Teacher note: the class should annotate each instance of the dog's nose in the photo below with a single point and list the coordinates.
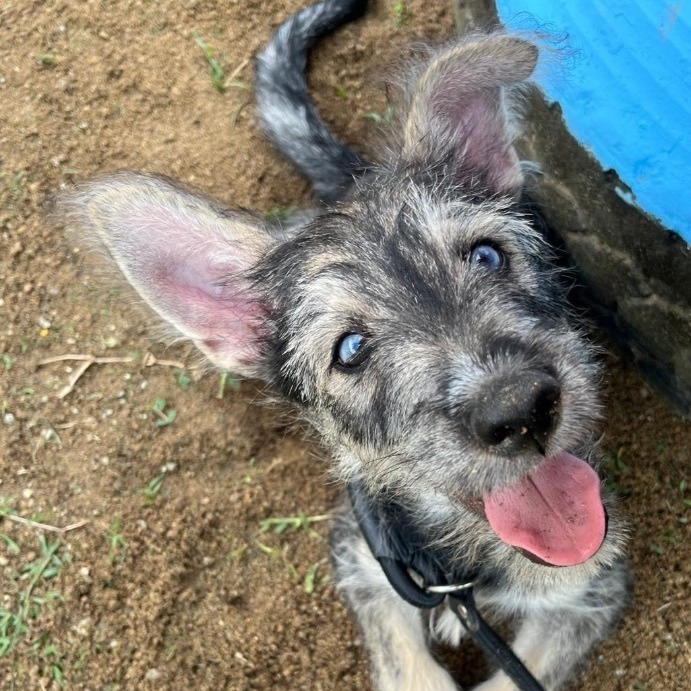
(514, 413)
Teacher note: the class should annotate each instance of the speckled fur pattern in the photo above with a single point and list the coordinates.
(388, 253)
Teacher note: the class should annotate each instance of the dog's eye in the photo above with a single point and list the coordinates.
(487, 257)
(350, 350)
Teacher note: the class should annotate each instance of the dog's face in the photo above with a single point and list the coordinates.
(418, 325)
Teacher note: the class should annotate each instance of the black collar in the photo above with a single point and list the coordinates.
(397, 544)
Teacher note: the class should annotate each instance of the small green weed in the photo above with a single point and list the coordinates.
(24, 606)
(116, 542)
(183, 379)
(153, 489)
(299, 522)
(165, 418)
(216, 65)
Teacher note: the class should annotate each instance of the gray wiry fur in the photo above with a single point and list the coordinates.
(454, 349)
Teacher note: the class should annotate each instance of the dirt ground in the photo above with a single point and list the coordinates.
(167, 577)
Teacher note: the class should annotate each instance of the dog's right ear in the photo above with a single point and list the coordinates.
(186, 256)
(459, 111)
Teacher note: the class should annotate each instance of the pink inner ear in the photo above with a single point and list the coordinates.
(189, 264)
(485, 148)
(218, 311)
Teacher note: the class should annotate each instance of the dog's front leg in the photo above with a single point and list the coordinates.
(394, 631)
(555, 638)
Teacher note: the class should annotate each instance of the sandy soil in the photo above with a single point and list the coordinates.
(167, 581)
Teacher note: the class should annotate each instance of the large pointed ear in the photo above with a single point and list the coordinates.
(459, 111)
(187, 257)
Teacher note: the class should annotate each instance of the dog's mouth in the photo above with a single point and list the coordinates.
(555, 514)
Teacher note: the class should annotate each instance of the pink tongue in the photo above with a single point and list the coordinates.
(555, 513)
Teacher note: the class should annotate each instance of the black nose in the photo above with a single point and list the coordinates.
(516, 412)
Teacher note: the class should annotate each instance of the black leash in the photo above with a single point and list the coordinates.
(399, 548)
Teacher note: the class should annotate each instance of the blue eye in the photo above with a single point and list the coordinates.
(350, 350)
(487, 257)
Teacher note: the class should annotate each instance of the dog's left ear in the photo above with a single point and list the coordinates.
(458, 111)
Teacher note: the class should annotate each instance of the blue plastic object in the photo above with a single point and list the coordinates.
(625, 91)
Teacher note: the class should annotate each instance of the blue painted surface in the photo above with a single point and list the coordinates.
(625, 91)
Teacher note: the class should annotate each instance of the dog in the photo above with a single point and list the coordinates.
(415, 318)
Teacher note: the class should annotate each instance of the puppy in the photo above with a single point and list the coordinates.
(415, 319)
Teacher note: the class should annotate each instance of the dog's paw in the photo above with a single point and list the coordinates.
(424, 675)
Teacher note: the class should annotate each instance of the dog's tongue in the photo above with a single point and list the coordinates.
(555, 514)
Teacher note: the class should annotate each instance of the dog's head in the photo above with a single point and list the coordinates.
(418, 325)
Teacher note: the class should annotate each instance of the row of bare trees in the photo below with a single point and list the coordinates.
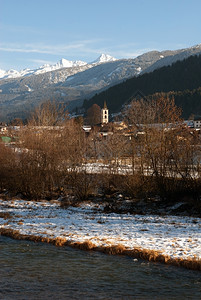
(154, 154)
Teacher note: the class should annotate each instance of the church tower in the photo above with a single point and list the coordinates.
(104, 114)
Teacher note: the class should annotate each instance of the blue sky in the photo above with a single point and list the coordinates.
(35, 32)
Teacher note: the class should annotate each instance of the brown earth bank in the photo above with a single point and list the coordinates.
(139, 253)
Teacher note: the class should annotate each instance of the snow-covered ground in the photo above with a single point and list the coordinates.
(178, 237)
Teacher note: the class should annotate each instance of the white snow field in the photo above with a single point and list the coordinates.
(173, 236)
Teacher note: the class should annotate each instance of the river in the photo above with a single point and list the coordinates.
(31, 270)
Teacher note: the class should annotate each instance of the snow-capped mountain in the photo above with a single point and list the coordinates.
(73, 81)
(63, 63)
(103, 58)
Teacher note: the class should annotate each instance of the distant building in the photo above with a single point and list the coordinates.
(197, 122)
(104, 114)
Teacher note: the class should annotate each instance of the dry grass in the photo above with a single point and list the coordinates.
(145, 254)
(5, 215)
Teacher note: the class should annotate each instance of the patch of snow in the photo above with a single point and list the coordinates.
(178, 237)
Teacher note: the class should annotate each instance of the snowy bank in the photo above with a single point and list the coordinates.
(169, 239)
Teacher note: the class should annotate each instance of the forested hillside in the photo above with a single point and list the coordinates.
(182, 80)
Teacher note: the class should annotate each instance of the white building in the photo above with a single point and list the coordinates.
(104, 114)
(197, 122)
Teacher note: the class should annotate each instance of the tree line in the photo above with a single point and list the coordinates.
(182, 78)
(154, 155)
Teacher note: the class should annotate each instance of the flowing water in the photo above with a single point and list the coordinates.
(31, 270)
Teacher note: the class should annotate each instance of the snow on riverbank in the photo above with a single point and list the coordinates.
(173, 236)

_Task prompt_:
From the entries above, output every line exactly and omit any image.

_Response to this task_:
Teacher note: the class should annotate each instance of the dog's nose in the photo below with a single point and list the coordinates.
(514, 413)
Teacher note: the class should annotate each instance of the speckled fur pattern in the photo above with a single point and list the coordinates.
(388, 253)
Teacher note: the class should annotate each instance of the dog's eye in the photo above with a single point and list the coordinates.
(487, 257)
(350, 350)
Teacher note: the class should annotate each instance of the dog's face in the photo above with a single point and list the coordinates.
(418, 325)
Teacher note: the class should annotate each instance of the black collar in the photo above with a single point and list the coordinates.
(397, 544)
Teacher note: the class should annotate each instance of the small green weed in the photo above with a single point and list the coordinates.
(24, 606)
(116, 542)
(183, 379)
(153, 489)
(299, 522)
(165, 418)
(216, 65)
Teacher note: the class should annotate each instance of the gray wiry fur in the photo above with a single point and list the coordinates.
(454, 349)
Teacher note: the class should annotate each instance of the dirt ground in the photo above with a single point and list the coordinates.
(167, 577)
Teacher note: the class should annotate each instance of the dog's right ear in the photo above with a single point and list the coordinates.
(186, 256)
(459, 111)
Teacher note: the class should annotate each instance of the pink inner ear in the photo above with a single point and list the coordinates.
(189, 264)
(485, 148)
(218, 311)
Teacher note: the class should annotate each instance of the dog's front leg in the photo above with a single point and list the coordinates.
(394, 631)
(555, 638)
Teacher note: the class should annotate each instance of the sandy soil in the photo above with a single point and list the coordinates.
(167, 581)
Teacher note: the class should annotate each instance of the large pointed ear in the photo above with a single point and list the coordinates.
(459, 111)
(187, 257)
Teacher note: the class should annotate each instance of the dog's mouth in the photo above with a single point and list the coordinates.
(555, 514)
Teacher note: the class should annotate each instance of the pink tongue in the photo above with a single point and list the coordinates.
(555, 513)
Teacher note: the class should annotate each instance of the black nose in the photo above with a single point and list the coordinates.
(516, 412)
Teacher note: the class should annotate each instance of the black leash in the photo above with a single point and list the coordinates.
(399, 548)
Teacher note: the class should annotate each instance of the blue eye in the photo above with a single point and list the coordinates.
(350, 350)
(487, 257)
Teacher note: the class should annotate each instance of the dog's left ear in the photo above with a single point and list the coordinates.
(458, 111)
Teacher note: the class should annotate each instance of the blue plastic object in the photo above with a single point and list the coordinates.
(625, 91)
Teacher note: the class should annotate each instance of the blue painted surface in the photo above with a single point and list the coordinates.
(625, 91)
Teacher note: the class should annotate each instance of the dog in the photo above with a single point and list the coordinates.
(415, 318)
Teacher note: the class should annotate each instance of the puppy in the photo above with a single point and list the coordinates.
(415, 319)
Teacher note: the class should annotate each instance of the dog's paw in the photo above with a single point and list the coordinates.
(424, 675)
Teacher note: the class should annotate each instance of the dog's tongue in the photo above with a single point and list the coordinates.
(555, 514)
Teacher note: the class should annotate each instance of the dog's head in the photo above with a single point and list the coordinates.
(418, 325)
Teacher note: the class should annotate each instance of the row of bare trees in the photo below with a single point and list the coordinates.
(154, 154)
Teacher note: the class should annotate each instance of the church tower in the photo above with a single point and list the coordinates.
(104, 114)
Teacher note: the class should annotate each instance of the blue sky in the photo above with a single point and list the coordinates.
(35, 32)
Teacher note: the class should annotate each instance of the brown earth bank in the photo above with a single point and list the coordinates.
(139, 253)
Teacher note: the class should annotate each instance of the snow-covered ground in the photo above with a single point and list the coordinates.
(178, 237)
Teacher note: the class should annotate each instance of the white snow field in the photo above with a single point and list the coordinates.
(173, 236)
Teacher note: the class should annotate each instance of the river in the photo above with a single point and list the coordinates.
(31, 270)
Teacher note: the class should annotate each instance of the snow-capped mountain in the photo above with a single point and list the coordinates.
(73, 81)
(63, 63)
(103, 58)
Teacher note: the class should annotate each instance of the distant building in the photo above with a single point and list the coordinates.
(197, 122)
(104, 114)
Teacher note: the class should annotate each instance of the dry grass in the photo above with a single point and list the coordinates.
(145, 254)
(5, 215)
Teacher note: the class should annotate each instance of the patch of snow in the photo above with a single point and list the coordinates.
(178, 237)
Teacher note: the class should annotate each instance of the snowy bank in the photo above with a single point and list the coordinates.
(169, 239)
Teacher note: the class should annotate each instance of the forested hillside in the photo above with a single point and list the coordinates.
(182, 80)
Teacher note: the class should annotate each instance of the white building in the photo above with a single point and list the coordinates.
(104, 114)
(197, 122)
Teacher note: the class should annotate each instance of the tree line in the photo above with a single point and list the coordinates.
(182, 78)
(154, 155)
Teacher note: the class should annotate each instance of the flowing water in the photo above with a single point and list the coordinates.
(31, 270)
Teacher note: the class should annotate each instance of the snow on riverbank in the photo above with a single point and list the coordinates.
(173, 236)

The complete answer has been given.